Exercise details
Given the listing that follows, report all lines in which the string "Subject" occurs.

Study material
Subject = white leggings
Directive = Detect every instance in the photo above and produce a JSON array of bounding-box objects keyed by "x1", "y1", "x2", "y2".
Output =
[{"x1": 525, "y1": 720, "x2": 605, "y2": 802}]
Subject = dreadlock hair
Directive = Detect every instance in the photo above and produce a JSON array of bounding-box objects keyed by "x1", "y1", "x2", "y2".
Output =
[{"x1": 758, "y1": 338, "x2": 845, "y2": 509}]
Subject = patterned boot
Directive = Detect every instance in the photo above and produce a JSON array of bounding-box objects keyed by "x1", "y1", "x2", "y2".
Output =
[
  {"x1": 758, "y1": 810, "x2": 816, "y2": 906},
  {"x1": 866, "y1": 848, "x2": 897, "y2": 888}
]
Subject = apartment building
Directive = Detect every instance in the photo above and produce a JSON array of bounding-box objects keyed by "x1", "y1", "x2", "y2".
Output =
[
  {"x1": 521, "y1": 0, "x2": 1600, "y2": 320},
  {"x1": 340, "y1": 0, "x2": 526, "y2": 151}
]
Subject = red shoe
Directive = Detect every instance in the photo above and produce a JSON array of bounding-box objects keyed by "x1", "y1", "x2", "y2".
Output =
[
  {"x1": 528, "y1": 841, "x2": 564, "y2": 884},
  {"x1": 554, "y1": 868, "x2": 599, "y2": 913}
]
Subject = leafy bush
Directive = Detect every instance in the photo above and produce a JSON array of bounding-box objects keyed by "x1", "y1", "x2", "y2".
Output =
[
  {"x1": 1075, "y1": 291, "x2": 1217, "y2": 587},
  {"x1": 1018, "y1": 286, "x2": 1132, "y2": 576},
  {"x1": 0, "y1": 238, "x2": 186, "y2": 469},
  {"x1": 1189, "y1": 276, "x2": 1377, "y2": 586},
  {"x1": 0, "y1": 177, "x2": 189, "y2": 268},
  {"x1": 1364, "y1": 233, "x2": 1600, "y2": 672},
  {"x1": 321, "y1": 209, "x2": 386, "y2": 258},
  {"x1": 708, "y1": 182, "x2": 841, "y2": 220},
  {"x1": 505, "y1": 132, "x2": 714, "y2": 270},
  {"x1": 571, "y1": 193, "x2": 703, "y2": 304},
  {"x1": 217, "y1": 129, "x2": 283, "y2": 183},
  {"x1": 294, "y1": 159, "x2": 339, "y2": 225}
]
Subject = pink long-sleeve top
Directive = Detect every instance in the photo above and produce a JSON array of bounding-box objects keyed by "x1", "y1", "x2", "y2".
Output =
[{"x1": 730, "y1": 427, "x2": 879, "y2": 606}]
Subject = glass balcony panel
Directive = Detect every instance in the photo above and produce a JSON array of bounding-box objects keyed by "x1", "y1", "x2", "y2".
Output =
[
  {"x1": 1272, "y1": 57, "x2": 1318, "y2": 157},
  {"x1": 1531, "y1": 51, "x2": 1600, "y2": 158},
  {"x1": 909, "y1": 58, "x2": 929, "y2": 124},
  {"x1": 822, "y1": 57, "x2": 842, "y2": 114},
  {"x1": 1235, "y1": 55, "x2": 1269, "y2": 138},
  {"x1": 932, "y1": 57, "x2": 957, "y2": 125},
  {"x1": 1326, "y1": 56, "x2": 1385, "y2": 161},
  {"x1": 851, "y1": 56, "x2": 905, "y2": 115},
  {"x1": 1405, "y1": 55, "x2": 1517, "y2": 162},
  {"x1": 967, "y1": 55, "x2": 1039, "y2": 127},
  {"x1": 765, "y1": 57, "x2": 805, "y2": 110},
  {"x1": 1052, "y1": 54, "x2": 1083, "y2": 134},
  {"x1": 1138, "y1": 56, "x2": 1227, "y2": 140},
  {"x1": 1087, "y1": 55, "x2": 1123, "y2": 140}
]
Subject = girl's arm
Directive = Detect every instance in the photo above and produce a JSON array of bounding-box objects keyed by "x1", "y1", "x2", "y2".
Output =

Result of this task
Subject = white leggings
Subject = dreadlock hair
Subject = patterned boot
Subject = apartment building
Subject = red shoe
Subject = leafy bush
Subject = pink long-sleeve top
Subject = glass balcony panel
Subject = girl's arm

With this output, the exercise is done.